**Requirement:** Report each line in the material below that contains the word "with". Case counts.

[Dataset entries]
++++++

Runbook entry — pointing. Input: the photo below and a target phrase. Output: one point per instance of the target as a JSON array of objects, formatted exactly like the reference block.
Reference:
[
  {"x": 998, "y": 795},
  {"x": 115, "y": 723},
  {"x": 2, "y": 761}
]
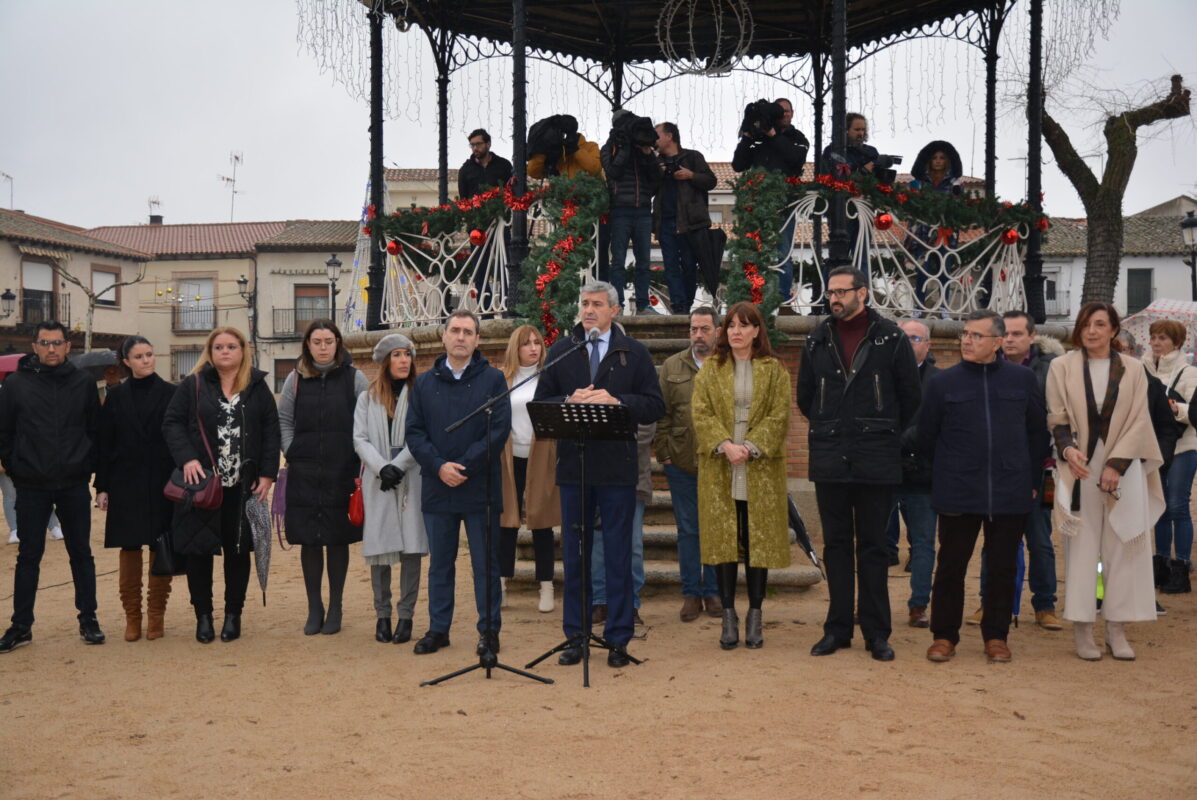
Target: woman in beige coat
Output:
[
  {"x": 741, "y": 412},
  {"x": 529, "y": 471},
  {"x": 1097, "y": 411}
]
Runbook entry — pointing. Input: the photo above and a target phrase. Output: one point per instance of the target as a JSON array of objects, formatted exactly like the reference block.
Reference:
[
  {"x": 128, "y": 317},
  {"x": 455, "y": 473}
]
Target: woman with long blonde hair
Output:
[
  {"x": 222, "y": 423},
  {"x": 529, "y": 479}
]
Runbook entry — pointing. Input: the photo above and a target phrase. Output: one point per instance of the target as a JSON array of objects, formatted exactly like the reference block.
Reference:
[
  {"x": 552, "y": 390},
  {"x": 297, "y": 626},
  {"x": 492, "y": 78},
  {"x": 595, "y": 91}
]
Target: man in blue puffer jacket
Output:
[{"x": 983, "y": 473}]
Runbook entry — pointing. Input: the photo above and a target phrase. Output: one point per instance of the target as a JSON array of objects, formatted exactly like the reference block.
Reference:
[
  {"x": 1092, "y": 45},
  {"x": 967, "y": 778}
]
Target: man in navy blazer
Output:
[
  {"x": 983, "y": 473},
  {"x": 612, "y": 369}
]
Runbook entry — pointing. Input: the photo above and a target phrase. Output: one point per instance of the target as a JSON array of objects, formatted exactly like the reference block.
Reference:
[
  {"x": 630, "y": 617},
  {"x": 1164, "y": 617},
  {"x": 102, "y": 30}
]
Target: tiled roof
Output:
[
  {"x": 314, "y": 235},
  {"x": 211, "y": 240},
  {"x": 24, "y": 228},
  {"x": 1141, "y": 236}
]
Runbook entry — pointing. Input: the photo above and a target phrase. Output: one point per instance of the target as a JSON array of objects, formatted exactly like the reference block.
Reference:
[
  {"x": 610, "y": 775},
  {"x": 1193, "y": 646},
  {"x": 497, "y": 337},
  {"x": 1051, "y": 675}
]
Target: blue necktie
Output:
[{"x": 594, "y": 361}]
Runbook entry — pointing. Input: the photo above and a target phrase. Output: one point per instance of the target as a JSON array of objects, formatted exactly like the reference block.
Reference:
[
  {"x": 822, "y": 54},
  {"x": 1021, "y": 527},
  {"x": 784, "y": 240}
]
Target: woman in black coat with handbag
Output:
[
  {"x": 132, "y": 467},
  {"x": 316, "y": 418},
  {"x": 222, "y": 416}
]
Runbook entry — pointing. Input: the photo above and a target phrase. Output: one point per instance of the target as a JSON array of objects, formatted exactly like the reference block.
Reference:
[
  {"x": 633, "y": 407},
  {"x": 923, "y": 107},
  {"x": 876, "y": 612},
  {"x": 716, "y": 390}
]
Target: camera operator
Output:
[
  {"x": 678, "y": 210},
  {"x": 633, "y": 175},
  {"x": 769, "y": 140}
]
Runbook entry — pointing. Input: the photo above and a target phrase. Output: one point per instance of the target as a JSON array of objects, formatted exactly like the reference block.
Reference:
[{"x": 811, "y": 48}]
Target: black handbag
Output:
[{"x": 166, "y": 561}]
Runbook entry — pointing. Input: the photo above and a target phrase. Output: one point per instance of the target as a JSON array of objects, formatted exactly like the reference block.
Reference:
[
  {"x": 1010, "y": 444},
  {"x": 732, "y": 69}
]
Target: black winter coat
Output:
[
  {"x": 198, "y": 531},
  {"x": 985, "y": 429},
  {"x": 49, "y": 418},
  {"x": 629, "y": 375},
  {"x": 439, "y": 400},
  {"x": 133, "y": 462},
  {"x": 321, "y": 461},
  {"x": 784, "y": 152},
  {"x": 857, "y": 412}
]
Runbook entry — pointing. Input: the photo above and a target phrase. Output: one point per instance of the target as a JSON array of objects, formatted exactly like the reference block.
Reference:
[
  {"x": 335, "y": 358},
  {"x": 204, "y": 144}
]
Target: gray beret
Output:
[{"x": 390, "y": 343}]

++++++

**In response:**
Target: woman with long blonde hair
Target: woman in black coat with handbag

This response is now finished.